_SOURCE TEXT_
-- START --
In talking with Flickr today, deleting items from a feed seems to be a
must-have for them for implementing PuSH.  It sounds like it isn't in the
spec (yet).  Being more of a interested observer rather than a dedicated
contributor, how do we get such a feature into the spec?

Thanks,

Jeff


On Fri, Oct 23, 2009 at 12:40 PM, John Panzer <[email protected]> wrote:

> Yes, that makes sense -- most of these issues are generic.
>
> One other one which I just remembered:  How to deal with deletion of
> entries.  Specifically, I want to be able to push a deletion upstream, and
> then broadcast it out, the same way that a new or changed comment is pushed.
>  In practice this probably means adopting one of the tombstone specs, e.g.,
> http://ietfreport.isoc.org/all-ids/draft-snell-atompub-tombstones-06.txt.
>  This in turn would require that the hub understand some semantics about the
> deleted-entry element (a child of feed), as opposed to the entry element,
> which is all the current spec talks about.  Thoughts?
>
> (This is actually fairly important for spam control in the case of Salmon
> -- if a comment is published and pushed via PubSubHubbub, but subsequently
> discovered to be spam, we need a claw-back mechanism.  It doesn't have to be
> honored by downstream subscribers of course, but they should have the
> opportunity to be informed.  It's not always possible to filter spam before
> publishing, especially when you're trying to be real time.)
>
> --
> John Panzer / Google
> [email protected] / abstractioneer.org <http://www.abstractioneer.org/> /
> @jpanzer
>
>
>
> On Fri, Oct 23, 2009 at 12:18 PM, Pádraic Brady 
> <[email protected]>wrote:
>
>> I started watching the Salmon Protocol (you guys need a mailing list!) a
>> while back when I noticed a few posts about it on Twitter.
-- END --
_EXERCISE TASKS_
1. In the email thread, which company sees deleting items from a feed as a must-have for implementing PuSH?
2. Rewrite the part of the email thread that opens with the words "In talking with" and closes with "into the spec?", swapping in "PubSubHubbub" wherever "PuSH" appears.

_DATASET_
-- START --
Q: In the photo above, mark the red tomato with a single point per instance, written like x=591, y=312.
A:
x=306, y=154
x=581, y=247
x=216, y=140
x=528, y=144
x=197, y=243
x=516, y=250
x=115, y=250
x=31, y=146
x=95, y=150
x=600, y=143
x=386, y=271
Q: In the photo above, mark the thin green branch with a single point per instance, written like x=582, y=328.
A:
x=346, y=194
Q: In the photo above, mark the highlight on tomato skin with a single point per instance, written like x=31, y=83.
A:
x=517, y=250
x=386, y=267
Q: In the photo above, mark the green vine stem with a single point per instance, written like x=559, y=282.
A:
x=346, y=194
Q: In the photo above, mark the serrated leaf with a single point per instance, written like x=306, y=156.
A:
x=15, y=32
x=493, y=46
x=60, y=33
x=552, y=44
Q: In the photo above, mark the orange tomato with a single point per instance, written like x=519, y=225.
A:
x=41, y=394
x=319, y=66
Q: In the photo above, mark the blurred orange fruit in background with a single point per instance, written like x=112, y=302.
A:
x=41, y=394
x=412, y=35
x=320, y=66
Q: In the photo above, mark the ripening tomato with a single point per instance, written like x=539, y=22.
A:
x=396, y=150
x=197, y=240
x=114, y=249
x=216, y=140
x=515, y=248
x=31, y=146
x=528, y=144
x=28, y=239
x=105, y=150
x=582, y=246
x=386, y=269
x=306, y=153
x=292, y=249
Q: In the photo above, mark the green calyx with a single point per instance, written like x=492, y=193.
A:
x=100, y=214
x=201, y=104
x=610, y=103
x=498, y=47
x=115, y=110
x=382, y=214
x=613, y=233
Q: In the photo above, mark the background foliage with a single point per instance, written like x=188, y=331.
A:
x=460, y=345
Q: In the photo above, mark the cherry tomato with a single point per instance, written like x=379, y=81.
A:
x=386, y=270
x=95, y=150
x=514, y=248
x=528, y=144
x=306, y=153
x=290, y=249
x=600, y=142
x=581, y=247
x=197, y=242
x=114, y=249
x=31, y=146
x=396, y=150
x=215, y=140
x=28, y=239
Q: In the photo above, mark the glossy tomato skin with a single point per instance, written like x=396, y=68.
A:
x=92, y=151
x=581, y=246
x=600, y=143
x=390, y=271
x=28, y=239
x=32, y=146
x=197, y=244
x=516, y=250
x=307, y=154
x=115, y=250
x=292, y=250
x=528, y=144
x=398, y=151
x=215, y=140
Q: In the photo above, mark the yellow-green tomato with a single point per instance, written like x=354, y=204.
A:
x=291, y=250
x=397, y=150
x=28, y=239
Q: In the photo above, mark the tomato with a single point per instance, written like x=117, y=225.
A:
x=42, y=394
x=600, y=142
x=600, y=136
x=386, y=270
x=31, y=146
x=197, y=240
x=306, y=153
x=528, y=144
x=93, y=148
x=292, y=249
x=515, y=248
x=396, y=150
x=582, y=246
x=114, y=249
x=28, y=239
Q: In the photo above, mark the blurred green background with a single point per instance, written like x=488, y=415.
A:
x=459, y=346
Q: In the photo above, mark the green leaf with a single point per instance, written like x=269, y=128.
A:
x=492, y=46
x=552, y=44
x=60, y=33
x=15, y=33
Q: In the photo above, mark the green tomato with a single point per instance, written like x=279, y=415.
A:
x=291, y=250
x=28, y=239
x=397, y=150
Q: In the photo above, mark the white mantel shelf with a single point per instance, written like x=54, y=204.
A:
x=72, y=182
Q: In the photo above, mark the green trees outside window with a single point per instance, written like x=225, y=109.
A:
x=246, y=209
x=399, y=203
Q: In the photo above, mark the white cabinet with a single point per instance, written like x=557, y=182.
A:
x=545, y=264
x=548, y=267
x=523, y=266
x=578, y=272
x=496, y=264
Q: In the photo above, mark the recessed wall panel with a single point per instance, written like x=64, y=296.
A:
-- END --
_ANSWERS FOR THE TASKS_
1. Flickr

2.
In talking with Flickr today, deleting items from a feed seems to be a
must-have for them for implementing PubSubHubbub.  It sounds like it isn't in the
spec (yet).  Being more of a interested observer rather than a dedicated
contributor, how do we get such a feature into the spec?